**What is required:**
Copy every line of the listing that holds the string "water".

**Exercise materials:**
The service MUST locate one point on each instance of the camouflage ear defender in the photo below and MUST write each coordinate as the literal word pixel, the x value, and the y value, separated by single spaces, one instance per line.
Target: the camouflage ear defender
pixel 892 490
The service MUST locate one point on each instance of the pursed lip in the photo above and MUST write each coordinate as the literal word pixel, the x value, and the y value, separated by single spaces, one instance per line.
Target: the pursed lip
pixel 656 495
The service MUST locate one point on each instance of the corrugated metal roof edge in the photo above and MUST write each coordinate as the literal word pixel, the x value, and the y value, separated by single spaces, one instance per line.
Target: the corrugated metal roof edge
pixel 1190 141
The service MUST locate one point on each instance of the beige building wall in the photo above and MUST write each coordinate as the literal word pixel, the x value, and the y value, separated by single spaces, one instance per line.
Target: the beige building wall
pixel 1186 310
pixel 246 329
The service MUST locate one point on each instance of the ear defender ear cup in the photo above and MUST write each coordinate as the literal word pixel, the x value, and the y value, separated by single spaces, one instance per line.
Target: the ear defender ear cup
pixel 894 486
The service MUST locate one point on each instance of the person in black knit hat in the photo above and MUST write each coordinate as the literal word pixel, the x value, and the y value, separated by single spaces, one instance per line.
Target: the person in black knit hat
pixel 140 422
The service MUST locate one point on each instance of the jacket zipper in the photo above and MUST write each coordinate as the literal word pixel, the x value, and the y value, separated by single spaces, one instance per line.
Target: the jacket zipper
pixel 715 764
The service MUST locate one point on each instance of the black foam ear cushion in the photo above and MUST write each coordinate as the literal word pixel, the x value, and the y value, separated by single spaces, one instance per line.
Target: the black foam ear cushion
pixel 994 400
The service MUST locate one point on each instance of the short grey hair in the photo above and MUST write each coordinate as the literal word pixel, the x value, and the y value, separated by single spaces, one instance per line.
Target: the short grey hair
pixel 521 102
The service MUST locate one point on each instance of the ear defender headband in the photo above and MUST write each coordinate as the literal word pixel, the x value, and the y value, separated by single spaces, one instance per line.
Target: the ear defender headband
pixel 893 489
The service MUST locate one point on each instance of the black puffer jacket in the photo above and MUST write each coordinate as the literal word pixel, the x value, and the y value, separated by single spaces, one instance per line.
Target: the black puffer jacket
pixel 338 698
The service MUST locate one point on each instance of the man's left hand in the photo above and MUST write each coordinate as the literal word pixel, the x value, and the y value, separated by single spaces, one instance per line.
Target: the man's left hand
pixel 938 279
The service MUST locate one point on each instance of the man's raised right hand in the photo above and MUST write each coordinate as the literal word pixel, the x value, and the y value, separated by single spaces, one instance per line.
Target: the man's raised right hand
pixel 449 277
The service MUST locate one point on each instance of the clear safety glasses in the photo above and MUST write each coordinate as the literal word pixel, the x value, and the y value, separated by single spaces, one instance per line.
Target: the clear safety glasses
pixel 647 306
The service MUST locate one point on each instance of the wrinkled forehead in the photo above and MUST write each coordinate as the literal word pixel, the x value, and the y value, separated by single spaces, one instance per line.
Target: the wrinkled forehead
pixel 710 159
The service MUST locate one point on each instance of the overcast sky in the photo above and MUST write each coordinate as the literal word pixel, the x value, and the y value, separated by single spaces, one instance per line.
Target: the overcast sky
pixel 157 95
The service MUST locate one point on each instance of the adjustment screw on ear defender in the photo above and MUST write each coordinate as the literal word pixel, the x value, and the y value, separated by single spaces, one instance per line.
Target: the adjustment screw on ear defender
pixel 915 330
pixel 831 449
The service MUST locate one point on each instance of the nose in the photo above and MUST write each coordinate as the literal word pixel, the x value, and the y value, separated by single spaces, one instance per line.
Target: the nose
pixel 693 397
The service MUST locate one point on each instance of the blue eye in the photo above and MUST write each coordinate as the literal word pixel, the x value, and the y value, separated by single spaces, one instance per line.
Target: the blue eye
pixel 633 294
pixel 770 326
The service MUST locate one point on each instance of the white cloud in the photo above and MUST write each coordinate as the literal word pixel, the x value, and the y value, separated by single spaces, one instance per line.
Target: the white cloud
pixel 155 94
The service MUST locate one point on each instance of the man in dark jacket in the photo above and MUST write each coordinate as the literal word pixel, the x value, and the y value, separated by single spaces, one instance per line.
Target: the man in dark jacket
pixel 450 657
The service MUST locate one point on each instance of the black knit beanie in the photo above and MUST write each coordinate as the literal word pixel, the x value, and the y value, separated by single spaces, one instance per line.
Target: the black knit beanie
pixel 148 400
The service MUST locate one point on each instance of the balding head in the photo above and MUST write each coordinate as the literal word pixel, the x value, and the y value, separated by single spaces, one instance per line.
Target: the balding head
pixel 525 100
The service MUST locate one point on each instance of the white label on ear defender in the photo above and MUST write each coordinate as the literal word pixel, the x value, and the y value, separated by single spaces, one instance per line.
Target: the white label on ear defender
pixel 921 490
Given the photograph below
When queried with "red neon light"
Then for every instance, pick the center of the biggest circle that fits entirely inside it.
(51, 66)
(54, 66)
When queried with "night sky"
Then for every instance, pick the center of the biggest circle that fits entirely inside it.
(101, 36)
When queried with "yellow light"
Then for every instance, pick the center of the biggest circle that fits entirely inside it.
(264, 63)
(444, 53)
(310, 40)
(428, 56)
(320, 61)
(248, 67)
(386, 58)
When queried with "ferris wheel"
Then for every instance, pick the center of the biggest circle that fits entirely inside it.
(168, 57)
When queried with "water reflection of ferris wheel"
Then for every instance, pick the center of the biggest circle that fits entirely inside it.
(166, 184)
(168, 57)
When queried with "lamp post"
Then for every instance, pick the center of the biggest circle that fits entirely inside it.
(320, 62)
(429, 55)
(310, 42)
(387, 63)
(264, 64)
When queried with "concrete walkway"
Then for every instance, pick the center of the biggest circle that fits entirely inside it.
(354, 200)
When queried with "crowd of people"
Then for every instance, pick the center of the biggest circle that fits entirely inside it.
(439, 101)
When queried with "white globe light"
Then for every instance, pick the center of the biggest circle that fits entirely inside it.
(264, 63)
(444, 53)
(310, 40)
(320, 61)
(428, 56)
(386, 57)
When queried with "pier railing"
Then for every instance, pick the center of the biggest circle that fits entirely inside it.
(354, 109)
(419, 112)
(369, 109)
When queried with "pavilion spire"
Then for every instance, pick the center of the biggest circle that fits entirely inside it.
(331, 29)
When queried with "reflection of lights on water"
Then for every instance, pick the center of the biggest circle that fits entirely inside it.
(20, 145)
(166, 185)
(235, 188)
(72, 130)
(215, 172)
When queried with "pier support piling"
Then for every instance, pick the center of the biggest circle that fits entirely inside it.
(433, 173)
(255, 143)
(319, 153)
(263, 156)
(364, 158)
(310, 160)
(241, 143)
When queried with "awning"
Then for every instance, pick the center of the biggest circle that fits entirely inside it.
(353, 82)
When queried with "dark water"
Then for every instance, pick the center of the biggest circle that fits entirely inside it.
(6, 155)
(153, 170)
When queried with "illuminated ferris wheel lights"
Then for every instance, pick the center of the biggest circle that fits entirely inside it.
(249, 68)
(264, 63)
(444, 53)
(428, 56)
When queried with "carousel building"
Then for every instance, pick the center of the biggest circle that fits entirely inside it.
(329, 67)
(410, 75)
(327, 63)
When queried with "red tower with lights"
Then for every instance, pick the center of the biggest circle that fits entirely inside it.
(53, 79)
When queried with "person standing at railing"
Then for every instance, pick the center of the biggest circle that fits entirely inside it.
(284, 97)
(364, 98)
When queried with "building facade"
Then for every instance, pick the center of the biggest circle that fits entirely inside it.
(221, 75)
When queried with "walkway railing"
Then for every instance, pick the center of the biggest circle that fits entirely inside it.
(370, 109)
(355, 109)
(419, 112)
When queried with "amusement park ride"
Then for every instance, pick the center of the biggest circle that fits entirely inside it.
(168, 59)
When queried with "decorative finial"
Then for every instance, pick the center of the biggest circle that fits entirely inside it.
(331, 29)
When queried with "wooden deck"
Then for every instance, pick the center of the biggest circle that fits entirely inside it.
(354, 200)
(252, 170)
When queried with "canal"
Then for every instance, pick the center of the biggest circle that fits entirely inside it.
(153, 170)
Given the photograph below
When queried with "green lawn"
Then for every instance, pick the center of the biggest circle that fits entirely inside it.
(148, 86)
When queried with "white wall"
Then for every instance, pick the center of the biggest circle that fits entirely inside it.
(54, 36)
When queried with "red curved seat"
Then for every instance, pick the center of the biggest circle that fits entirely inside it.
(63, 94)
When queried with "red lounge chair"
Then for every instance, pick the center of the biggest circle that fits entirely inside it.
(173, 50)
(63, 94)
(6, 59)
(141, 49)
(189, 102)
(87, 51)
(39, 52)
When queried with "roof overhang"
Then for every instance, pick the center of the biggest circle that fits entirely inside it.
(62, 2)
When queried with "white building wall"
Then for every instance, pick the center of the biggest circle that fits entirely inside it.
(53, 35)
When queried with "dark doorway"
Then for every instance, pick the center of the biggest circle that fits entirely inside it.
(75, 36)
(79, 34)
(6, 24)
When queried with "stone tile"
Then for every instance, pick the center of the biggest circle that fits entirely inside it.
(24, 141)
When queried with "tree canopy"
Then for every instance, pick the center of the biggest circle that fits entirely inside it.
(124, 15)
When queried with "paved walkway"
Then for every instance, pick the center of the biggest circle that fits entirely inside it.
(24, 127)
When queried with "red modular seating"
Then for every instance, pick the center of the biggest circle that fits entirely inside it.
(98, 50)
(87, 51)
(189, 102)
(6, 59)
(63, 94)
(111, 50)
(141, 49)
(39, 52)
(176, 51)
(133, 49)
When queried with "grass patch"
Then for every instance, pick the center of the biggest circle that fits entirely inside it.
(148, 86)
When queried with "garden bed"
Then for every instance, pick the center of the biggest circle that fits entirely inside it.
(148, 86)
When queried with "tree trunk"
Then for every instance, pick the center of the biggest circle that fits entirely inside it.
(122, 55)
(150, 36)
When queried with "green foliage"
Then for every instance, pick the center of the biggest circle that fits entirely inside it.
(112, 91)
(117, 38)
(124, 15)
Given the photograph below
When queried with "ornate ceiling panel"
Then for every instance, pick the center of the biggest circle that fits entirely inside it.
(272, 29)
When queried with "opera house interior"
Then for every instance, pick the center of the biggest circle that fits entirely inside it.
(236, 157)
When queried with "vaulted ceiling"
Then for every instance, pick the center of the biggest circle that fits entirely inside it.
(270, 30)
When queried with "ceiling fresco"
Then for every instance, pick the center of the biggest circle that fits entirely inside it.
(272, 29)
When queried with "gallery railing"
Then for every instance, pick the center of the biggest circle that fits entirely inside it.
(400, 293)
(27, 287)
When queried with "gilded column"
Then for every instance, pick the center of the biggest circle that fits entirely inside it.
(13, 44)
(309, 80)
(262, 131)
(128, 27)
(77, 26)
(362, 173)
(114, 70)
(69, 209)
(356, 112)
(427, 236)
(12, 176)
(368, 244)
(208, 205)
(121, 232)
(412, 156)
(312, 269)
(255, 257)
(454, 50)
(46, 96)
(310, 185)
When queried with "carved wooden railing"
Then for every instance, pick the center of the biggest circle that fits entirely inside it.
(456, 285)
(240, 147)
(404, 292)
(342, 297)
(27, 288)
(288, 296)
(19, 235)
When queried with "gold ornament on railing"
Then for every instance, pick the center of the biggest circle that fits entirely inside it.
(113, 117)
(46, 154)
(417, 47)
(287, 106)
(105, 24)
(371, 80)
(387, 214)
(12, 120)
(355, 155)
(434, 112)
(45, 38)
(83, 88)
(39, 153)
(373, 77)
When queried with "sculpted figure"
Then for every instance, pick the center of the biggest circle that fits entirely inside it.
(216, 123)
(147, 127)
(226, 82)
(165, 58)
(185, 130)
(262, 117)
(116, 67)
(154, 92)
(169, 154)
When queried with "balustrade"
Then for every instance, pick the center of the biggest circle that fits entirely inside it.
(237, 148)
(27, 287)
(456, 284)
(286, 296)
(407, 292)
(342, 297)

**Response for this exercise:**
When queried with "water reflection of ferris wheel"
When queried with "reflection of lights on water"
When queried with "dark water"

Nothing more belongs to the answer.